Say, as a bare number, how many lines of the listing hold "belt".

+-------+

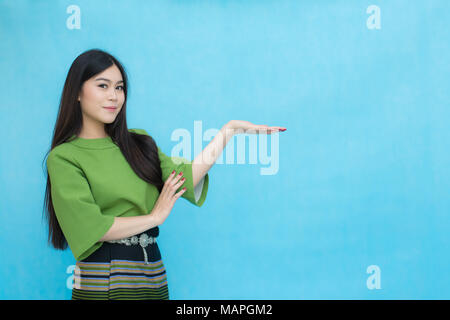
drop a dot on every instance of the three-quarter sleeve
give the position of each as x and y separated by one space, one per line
195 195
79 217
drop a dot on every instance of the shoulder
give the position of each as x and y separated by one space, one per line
138 131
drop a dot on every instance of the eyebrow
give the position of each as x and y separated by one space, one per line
107 80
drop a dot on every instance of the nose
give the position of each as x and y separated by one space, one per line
113 94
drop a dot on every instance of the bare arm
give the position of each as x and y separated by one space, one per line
205 159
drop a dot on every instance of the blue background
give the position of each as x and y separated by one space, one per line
364 174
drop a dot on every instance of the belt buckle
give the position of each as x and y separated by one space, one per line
144 240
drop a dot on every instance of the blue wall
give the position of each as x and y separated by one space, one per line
363 176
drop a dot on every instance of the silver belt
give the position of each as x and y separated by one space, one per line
144 240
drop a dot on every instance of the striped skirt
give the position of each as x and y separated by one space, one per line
118 272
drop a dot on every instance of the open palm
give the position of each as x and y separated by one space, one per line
249 127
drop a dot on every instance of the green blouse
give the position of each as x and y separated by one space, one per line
91 183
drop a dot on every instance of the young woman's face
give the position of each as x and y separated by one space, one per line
103 90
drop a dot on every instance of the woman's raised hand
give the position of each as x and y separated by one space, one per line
248 127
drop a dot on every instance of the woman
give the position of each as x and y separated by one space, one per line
110 187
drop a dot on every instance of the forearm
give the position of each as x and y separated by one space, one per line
124 227
205 159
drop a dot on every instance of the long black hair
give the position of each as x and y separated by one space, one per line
139 150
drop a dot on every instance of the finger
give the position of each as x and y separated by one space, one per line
179 194
177 178
179 183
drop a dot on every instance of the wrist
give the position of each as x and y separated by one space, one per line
153 219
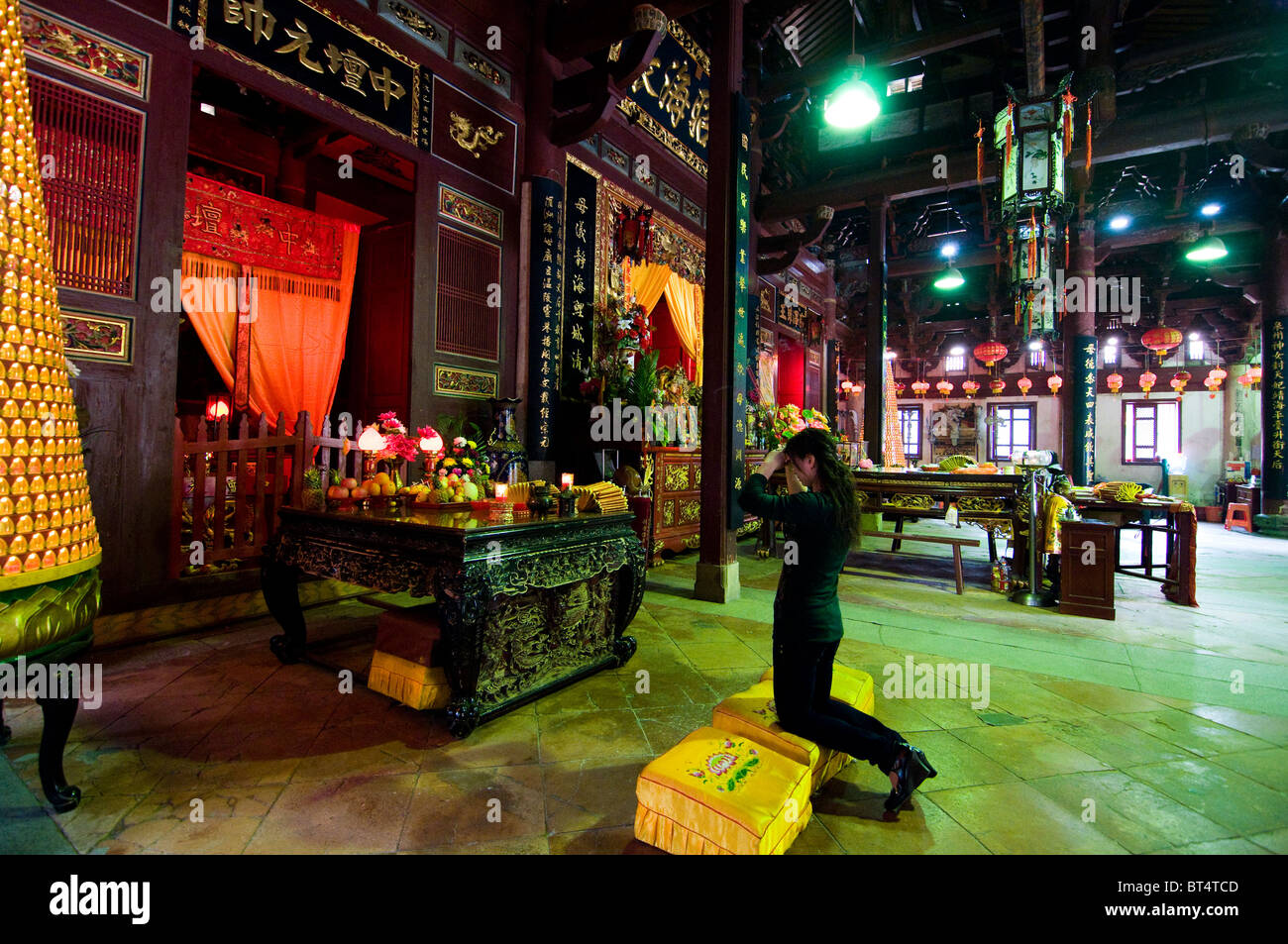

+-------+

— Task response —
2